BEGIN
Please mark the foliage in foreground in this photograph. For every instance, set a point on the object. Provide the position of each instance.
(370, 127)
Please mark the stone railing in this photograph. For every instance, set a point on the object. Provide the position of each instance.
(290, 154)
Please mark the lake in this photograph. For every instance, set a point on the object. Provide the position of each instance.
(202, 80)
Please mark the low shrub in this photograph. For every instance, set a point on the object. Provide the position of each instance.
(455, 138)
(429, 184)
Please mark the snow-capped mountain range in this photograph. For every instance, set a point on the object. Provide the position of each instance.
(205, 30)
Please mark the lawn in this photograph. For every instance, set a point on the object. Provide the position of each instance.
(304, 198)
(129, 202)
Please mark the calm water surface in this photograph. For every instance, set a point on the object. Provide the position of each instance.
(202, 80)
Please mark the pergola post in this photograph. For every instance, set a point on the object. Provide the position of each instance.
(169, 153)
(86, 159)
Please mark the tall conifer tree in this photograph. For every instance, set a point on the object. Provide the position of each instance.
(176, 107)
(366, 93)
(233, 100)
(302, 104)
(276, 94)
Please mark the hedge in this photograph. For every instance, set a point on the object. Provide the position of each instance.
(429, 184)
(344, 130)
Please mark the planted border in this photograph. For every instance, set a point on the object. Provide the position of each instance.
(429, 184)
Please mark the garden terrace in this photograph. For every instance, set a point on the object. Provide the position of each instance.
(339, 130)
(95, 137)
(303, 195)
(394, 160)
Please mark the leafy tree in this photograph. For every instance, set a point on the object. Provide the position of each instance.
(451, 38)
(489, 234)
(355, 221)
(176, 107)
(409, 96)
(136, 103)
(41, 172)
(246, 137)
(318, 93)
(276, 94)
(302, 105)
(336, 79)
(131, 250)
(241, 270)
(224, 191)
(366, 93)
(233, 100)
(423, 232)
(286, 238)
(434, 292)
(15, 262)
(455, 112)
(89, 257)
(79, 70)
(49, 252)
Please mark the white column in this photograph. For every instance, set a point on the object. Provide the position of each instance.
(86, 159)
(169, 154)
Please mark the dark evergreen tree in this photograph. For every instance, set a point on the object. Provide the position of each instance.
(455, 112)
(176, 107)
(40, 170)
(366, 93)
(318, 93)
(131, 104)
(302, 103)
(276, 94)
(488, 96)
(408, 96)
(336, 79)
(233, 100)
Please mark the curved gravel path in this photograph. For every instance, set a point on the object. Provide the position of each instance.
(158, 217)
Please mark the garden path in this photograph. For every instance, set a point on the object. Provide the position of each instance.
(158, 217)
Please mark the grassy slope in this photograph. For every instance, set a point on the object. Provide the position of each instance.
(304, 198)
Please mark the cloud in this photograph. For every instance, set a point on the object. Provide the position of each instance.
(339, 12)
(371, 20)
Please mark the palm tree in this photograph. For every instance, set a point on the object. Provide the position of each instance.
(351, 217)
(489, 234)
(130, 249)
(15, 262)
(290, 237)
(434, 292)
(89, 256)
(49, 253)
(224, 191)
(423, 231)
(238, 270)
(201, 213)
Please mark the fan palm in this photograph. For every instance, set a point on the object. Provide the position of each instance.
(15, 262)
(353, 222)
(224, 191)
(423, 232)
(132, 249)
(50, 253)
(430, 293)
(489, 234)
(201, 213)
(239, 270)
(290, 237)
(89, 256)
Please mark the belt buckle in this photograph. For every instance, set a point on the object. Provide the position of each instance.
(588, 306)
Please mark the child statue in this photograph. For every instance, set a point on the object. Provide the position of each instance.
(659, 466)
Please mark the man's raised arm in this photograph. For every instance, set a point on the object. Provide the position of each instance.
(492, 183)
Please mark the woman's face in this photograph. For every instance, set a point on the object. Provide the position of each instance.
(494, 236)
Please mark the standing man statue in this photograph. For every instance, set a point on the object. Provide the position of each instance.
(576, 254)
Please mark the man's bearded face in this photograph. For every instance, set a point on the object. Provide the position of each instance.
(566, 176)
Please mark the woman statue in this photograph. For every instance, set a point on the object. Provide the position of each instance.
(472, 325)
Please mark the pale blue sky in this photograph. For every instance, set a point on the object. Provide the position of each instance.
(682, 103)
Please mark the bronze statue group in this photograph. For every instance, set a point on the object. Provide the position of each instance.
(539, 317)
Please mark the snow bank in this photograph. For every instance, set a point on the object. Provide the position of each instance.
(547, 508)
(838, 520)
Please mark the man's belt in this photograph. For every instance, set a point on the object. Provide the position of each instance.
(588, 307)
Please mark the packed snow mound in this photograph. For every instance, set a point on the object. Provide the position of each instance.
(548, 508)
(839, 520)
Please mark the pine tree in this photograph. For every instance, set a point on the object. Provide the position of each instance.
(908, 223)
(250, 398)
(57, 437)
END
What is needed: Reproduce the whole of the records exactly, so that no line differs from the source above.

Answer to this exercise:
Please mark the foliage in foreground in this photograph. For every instance, set a point on the object. Provide the position of each instance.
(370, 127)
Please mark the stone railing in this photograph. For every instance, set a point on the object. Provide the position of each instance.
(290, 154)
Please mark the lake in this photograph. For every instance, set a point on the object. Provide the position of each instance.
(202, 80)
Please mark the low shrub in this photograph. For every instance, set a point on the object. Provide the position of each instance.
(455, 138)
(429, 184)
Please mark the snow-capped mountain range in this photograph. For every instance, set a point on the object. Provide the position of each instance.
(205, 30)
Please mark the lawn in this photograph. For every instance, set a point on the object. Provide the position of each instance.
(304, 198)
(129, 202)
Please mark the calm water surface in this photograph. For every instance, set a point on the object. Provide the position of each instance.
(202, 80)
Please mark the pergola post in this photograph. For every instance, set a point on the object. Provide the position of each instance.
(169, 153)
(86, 159)
Please mark the tall conifer tree in this photograph. For every instance, set a point on the object. Provide the position of each instance.
(176, 107)
(366, 93)
(233, 100)
(302, 104)
(276, 94)
Please mark the hedge in this photograph. For every instance, set a point on the object. Provide the position of each instance.
(429, 184)
(344, 130)
Please mark the planted border in this photograph. For every instance, set a point on the object. Provide the position of each instance.
(429, 184)
Please mark the garden terrace in this photograph. For every instance, set a point on the object. Provide the position of each instance.
(339, 130)
(95, 137)
(303, 195)
(394, 160)
Please mark the leafy tree in this photograph. For every instance, set a point on the object. Provide the position of each instance.
(451, 38)
(489, 234)
(355, 221)
(176, 107)
(409, 96)
(136, 103)
(41, 172)
(246, 137)
(318, 93)
(276, 94)
(302, 105)
(336, 79)
(131, 250)
(241, 270)
(224, 191)
(366, 93)
(233, 100)
(423, 232)
(286, 238)
(434, 292)
(15, 262)
(455, 112)
(89, 257)
(79, 70)
(49, 252)
Please mark the white column in this photograph. For every instance, set a point on the object. Provide the position of each instance.
(86, 159)
(169, 154)
Please mark the dark evergreen tree in this photograph. For every instance, set a point on the object. Provide the position of each instance.
(455, 112)
(176, 107)
(40, 170)
(366, 93)
(318, 93)
(131, 104)
(302, 103)
(276, 94)
(488, 96)
(408, 96)
(336, 79)
(233, 100)
Please mark the curved gravel path in this photograph. For every instance, set a point on the object. Provide the position of each instance.
(158, 217)
Please mark the garden path in this photograph. For every instance, set a point on the object. Provide the position of each instance.
(158, 217)
Please mark the grassy slope in this photograph. For every instance, set a point on the object. Provide the position of each instance.
(304, 198)
Please mark the cloud in this photograph. For every instance, set a point on the object. Provide the position of each instance.
(339, 12)
(371, 20)
Please mark the palm tree in this photograph. For every instance, set a point on the object. Provide the position of each instance.
(351, 217)
(489, 234)
(130, 249)
(15, 262)
(290, 237)
(434, 292)
(89, 256)
(49, 253)
(224, 191)
(423, 231)
(238, 270)
(201, 213)
Please mark the fan palm in this photograph. For every instance, set a point on the object. Provide the position of each instance.
(15, 262)
(353, 222)
(224, 191)
(423, 232)
(132, 249)
(50, 253)
(430, 293)
(489, 234)
(201, 213)
(239, 270)
(290, 237)
(89, 256)
Please mark the belt buckle in this photograph. For every instance, set a point on the object. Provide the position of each instance.
(588, 306)
Please mark the child statue in this photograph. For every instance, set a point on the object. Provide the position of each instance.
(659, 466)
Please mark the man's raised arm in this photograph. For every instance, set a point on the object. Provide the position of each instance.
(492, 183)
Please mark the woman's face in this photograph. For every instance, set a point on the object. Provide the position of each instance.
(494, 236)
Please mark the standing man statue in this photograph. For every instance, set a point on the object. Provide the position of each instance.
(576, 254)
Please mark the man's bearded face in this photograph. For every instance, set a point on the object. Provide the position of each instance.
(566, 176)
Please mark the woman statue in this photograph. For every instance, set a point on the object. Provide the position of each instance.
(472, 325)
Please mark the pale blue sky in this photograph. For every instance, set a point on the object. Provide the position of each instance.
(682, 103)
Please mark the bronze statue group in this photograph. For every instance, set a point on the object. Provide the position of each instance.
(539, 317)
Please mark the snow bank in this photograph. For every instance, set a point on the object. Provide the position of each instance.
(547, 508)
(838, 520)
Please mark the man's belt in this photograph. For every instance, set a point on the object. Provide the position of each instance.
(588, 307)
Please mark the packed snow mound in this photograph. For every instance, set a point on the object. Provide the position of each instance.
(548, 508)
(839, 520)
Please mark the pine tree in this photograph. For every instance, set a point on the object. Provide the position of each instance.
(908, 223)
(250, 398)
(57, 437)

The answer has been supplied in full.